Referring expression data
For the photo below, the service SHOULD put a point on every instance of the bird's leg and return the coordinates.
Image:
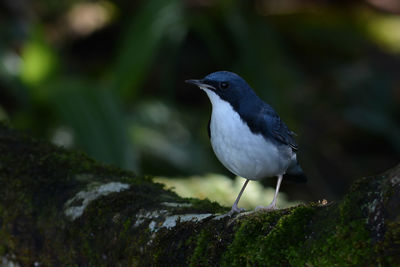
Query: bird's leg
(272, 206)
(235, 208)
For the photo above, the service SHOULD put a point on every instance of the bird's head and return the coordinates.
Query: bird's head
(227, 85)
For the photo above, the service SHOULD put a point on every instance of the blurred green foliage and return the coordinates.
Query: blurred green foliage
(107, 77)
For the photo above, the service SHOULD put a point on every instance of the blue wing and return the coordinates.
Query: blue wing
(268, 123)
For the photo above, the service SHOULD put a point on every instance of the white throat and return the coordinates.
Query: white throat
(239, 150)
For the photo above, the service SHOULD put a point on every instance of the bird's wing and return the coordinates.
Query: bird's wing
(272, 126)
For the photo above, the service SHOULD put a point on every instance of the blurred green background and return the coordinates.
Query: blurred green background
(107, 77)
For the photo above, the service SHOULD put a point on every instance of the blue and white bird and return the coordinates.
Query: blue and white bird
(247, 135)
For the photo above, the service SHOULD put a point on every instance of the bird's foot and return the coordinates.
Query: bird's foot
(235, 209)
(270, 207)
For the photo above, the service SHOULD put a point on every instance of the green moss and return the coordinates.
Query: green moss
(268, 237)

§ Activity: The answer must be every line from the entries above that holds the string "point".

§ Written response:
For the photo below, the service SHOULD put a point on every instance of the bird's leg and return the coordinates.
For the photo above, the service SHOULD put a point on every instance of the bird's head and return the coordinates.
For the photo above, the service SHOULD put a point on every instance of the blurred green foliage and return the coordinates.
For the photo above, the service SHOULD put a point on every instance of the blue wing and return the coordinates.
For the photo above, the service SHOULD put a point on every instance of the white throat and return the coordinates.
For the photo above, the service SHOULD put a point on every instance of the bird's wing and return the coordinates.
For the photo above, the service SHOULD put a point on every instance of the blurred green background and return the coordinates.
For the photo above, the service SHOULD put a point on every instance of the blue and white bird and return the coordinates.
For the photo above, the service SHOULD put a point on every instance of the bird's foot and return the coordinates.
For the photo above, the service SHOULD put a point on every instance of the green moss and return the coordinates.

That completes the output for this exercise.